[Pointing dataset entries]
--------------------
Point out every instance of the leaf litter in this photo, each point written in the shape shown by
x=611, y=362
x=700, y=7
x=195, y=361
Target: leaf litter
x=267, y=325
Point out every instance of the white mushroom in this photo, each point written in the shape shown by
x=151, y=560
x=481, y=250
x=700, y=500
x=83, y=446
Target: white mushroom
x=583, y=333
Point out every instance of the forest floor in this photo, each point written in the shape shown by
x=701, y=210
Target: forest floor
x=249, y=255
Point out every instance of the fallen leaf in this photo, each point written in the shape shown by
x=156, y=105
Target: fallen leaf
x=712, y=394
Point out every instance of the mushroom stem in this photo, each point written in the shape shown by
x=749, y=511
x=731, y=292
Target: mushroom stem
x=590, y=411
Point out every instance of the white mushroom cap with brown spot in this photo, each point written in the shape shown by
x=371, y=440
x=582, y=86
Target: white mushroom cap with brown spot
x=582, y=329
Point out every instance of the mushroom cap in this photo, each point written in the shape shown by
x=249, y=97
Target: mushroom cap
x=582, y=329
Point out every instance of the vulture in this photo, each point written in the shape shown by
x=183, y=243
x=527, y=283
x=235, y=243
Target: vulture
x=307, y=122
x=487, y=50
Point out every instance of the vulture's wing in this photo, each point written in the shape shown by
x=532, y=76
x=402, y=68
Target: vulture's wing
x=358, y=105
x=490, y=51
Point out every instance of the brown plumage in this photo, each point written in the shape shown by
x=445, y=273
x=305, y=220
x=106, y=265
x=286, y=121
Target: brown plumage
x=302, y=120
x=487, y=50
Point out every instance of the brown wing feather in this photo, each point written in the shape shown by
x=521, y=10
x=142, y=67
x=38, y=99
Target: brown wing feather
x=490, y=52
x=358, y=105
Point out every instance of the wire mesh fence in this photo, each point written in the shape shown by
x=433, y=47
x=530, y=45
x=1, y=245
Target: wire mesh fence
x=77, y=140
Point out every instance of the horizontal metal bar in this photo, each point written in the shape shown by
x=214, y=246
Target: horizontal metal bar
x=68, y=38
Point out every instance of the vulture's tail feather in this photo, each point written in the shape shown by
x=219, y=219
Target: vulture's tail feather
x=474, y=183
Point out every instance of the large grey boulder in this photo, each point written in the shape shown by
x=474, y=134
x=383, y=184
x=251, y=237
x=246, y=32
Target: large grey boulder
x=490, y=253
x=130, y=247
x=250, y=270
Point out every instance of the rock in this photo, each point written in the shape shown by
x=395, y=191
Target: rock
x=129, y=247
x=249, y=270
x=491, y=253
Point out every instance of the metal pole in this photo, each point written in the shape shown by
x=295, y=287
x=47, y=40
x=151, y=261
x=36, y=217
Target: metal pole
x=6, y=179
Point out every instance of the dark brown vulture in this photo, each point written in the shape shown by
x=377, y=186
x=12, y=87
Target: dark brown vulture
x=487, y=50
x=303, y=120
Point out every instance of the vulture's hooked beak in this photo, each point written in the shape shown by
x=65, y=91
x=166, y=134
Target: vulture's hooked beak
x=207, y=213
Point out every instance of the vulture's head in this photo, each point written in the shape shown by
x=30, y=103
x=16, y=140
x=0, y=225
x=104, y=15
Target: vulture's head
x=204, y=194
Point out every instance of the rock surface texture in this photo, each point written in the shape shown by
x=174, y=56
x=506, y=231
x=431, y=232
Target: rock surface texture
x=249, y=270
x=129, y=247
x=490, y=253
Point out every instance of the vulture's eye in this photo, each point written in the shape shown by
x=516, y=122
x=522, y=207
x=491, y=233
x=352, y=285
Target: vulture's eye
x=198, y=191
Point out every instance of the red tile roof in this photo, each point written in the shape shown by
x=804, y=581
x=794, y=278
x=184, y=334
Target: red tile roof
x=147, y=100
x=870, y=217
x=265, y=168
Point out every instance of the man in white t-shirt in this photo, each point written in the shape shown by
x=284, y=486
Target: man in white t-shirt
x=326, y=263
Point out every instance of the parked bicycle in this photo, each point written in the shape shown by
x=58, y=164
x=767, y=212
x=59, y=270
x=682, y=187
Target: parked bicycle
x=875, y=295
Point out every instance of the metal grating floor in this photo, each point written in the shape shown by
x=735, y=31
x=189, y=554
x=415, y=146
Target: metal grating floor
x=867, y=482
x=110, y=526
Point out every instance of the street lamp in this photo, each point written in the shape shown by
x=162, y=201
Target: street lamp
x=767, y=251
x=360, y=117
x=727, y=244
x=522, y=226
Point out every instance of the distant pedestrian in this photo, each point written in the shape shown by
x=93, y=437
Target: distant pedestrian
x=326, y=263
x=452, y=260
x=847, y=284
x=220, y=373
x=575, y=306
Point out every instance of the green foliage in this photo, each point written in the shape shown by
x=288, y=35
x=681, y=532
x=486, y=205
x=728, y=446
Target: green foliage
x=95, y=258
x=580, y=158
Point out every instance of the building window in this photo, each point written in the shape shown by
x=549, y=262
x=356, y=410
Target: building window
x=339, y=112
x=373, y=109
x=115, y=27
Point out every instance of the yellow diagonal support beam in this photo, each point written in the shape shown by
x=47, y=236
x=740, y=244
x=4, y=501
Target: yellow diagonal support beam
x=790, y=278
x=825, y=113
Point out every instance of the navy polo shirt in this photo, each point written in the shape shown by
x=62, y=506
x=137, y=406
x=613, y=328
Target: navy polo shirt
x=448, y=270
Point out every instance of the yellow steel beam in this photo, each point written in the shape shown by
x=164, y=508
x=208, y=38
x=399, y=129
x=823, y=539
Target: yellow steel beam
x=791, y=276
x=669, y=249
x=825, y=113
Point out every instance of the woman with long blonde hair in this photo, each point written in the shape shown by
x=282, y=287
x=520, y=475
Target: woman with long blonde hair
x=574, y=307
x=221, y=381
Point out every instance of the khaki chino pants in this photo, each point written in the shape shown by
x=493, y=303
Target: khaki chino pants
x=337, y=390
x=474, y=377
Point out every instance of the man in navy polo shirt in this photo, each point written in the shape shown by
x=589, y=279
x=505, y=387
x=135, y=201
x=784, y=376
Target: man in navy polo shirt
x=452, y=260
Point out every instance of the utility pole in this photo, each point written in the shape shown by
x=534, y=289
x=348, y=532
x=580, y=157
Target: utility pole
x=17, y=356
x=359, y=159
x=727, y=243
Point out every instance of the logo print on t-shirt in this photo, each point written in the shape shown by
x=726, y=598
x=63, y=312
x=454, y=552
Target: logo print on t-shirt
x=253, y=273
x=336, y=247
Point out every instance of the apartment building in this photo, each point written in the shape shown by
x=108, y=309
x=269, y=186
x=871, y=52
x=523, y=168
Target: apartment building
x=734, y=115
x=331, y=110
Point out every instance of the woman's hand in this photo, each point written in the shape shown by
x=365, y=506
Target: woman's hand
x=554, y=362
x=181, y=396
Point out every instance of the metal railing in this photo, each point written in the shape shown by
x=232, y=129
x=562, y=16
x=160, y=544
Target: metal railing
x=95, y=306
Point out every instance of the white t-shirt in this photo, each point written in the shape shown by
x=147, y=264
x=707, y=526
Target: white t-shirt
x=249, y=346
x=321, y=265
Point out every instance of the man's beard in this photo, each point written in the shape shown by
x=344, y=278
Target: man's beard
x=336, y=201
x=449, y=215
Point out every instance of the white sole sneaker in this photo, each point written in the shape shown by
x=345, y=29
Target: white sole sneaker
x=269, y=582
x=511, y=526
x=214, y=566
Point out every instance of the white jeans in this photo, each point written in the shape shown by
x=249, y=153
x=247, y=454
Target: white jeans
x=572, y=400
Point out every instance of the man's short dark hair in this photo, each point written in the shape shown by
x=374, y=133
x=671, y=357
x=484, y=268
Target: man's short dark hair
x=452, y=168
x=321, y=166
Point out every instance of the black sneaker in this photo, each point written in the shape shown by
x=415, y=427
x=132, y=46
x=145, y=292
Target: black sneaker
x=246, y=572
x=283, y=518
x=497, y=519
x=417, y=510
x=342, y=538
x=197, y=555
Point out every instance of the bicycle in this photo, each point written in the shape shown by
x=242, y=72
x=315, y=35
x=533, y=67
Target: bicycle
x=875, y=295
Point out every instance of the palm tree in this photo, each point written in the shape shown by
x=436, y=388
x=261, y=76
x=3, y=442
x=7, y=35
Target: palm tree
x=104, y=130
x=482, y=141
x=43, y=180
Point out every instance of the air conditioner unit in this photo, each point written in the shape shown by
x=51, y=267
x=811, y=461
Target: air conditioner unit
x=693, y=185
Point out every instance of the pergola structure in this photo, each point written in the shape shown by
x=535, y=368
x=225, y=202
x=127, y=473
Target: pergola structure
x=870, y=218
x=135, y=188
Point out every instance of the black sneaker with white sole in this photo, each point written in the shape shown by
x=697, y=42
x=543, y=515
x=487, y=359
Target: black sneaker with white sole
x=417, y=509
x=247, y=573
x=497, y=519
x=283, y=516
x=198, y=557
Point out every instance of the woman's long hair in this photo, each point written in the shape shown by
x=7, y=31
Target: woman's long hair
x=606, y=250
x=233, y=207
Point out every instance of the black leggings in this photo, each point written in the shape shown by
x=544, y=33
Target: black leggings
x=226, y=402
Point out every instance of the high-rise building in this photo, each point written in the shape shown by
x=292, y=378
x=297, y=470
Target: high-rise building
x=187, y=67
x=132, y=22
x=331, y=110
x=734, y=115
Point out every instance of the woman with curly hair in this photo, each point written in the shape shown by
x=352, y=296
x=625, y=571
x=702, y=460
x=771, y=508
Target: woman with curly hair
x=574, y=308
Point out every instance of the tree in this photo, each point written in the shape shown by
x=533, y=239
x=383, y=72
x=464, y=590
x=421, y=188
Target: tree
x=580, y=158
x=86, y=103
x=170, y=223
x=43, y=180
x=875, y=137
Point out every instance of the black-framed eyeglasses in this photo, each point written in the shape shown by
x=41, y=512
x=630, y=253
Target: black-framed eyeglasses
--------------------
## Written exercise
Can you return, unchanged, every line from the one containing "Point out every instance of the red" up to and including the one containing "x=110, y=526"?

## Exercise result
Point out every instance of the red tile roof in this photo, each point written in the shape shown by
x=804, y=581
x=794, y=278
x=184, y=334
Target: red tile roof
x=147, y=100
x=870, y=217
x=265, y=168
Point out every instance of the man in white t-shirt in this photo, each point written in the shape shown by
x=284, y=486
Target: man in white t-shirt
x=326, y=263
Point out every instance of the parked bicycle in this photo, each point written in the shape shown by
x=58, y=164
x=767, y=212
x=59, y=270
x=682, y=187
Target: parked bicycle
x=875, y=295
Point out every instance of the metal grating floor in this photo, each point written in the shape shown by
x=735, y=31
x=189, y=554
x=415, y=146
Target: metal grating floor
x=867, y=482
x=110, y=526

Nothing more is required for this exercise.